◆ **Directive**:
Collect every line in the rows below that contains the word "orange", and copy each of those lines in full.

◆ **Input data**:
⁂

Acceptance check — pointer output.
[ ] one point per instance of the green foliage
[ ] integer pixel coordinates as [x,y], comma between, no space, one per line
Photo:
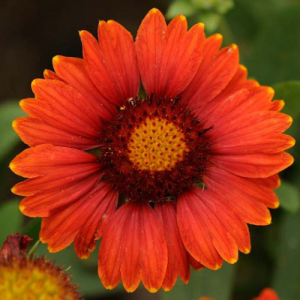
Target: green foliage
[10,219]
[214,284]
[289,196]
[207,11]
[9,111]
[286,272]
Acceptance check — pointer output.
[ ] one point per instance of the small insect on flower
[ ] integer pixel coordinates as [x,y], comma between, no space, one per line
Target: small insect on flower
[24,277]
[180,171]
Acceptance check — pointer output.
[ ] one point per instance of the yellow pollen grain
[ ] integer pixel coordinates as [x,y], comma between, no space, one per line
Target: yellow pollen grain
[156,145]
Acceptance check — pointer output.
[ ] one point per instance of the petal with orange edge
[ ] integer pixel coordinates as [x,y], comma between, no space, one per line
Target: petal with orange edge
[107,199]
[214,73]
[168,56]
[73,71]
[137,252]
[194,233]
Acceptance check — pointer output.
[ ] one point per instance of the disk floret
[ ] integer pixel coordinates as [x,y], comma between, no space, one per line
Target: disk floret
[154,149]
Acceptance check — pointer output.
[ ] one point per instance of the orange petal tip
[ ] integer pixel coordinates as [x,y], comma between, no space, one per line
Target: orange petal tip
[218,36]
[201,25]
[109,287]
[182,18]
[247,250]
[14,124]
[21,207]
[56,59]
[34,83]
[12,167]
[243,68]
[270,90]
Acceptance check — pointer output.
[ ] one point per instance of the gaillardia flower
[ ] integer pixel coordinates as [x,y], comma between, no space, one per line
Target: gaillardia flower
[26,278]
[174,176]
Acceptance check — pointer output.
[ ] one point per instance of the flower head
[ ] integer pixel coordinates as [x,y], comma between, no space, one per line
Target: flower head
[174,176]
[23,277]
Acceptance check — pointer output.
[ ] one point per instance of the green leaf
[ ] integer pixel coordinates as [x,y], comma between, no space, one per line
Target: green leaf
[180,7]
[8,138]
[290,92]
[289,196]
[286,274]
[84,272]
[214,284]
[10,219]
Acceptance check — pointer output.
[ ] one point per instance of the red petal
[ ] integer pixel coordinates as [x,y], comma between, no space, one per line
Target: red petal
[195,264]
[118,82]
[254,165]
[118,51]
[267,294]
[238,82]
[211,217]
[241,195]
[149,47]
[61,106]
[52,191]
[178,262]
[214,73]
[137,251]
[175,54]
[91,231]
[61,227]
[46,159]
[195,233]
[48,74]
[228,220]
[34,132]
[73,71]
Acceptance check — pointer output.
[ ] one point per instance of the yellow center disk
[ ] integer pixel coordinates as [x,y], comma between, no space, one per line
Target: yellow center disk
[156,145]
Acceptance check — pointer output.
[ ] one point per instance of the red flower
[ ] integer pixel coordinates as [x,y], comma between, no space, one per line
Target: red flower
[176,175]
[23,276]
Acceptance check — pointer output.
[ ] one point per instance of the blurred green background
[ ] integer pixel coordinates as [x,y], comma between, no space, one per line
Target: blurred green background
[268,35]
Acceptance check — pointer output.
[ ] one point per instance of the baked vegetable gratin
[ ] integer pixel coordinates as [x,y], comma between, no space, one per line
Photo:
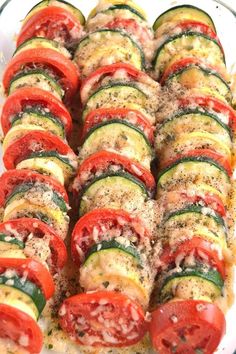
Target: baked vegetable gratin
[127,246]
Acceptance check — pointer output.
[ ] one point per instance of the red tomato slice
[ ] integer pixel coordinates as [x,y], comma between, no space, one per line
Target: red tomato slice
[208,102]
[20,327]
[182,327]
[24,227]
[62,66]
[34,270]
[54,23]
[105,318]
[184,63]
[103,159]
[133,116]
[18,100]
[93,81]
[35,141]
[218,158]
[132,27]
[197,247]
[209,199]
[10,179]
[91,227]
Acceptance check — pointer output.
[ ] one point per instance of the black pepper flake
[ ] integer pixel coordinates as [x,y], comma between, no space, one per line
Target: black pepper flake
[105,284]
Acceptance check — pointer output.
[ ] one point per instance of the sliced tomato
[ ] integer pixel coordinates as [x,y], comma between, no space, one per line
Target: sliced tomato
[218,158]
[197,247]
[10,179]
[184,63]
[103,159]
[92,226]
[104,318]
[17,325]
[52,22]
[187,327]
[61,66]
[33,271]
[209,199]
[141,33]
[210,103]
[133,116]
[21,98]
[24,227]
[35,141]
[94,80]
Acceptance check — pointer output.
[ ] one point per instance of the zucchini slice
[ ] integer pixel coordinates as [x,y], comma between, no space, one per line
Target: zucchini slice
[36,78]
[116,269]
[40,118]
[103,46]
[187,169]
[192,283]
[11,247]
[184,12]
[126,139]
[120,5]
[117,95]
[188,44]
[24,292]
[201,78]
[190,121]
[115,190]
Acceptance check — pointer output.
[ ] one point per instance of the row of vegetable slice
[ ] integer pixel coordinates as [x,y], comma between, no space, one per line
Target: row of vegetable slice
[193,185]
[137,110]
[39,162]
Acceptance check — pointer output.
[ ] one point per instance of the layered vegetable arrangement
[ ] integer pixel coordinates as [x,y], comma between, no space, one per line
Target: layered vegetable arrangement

⁂

◆ **Output of the exercise**:
[ ] one point per instance of the petal with orange edge
Target: petal with orange edge
[ ] one point per instance of the orange petal tip
Target: orange petal tip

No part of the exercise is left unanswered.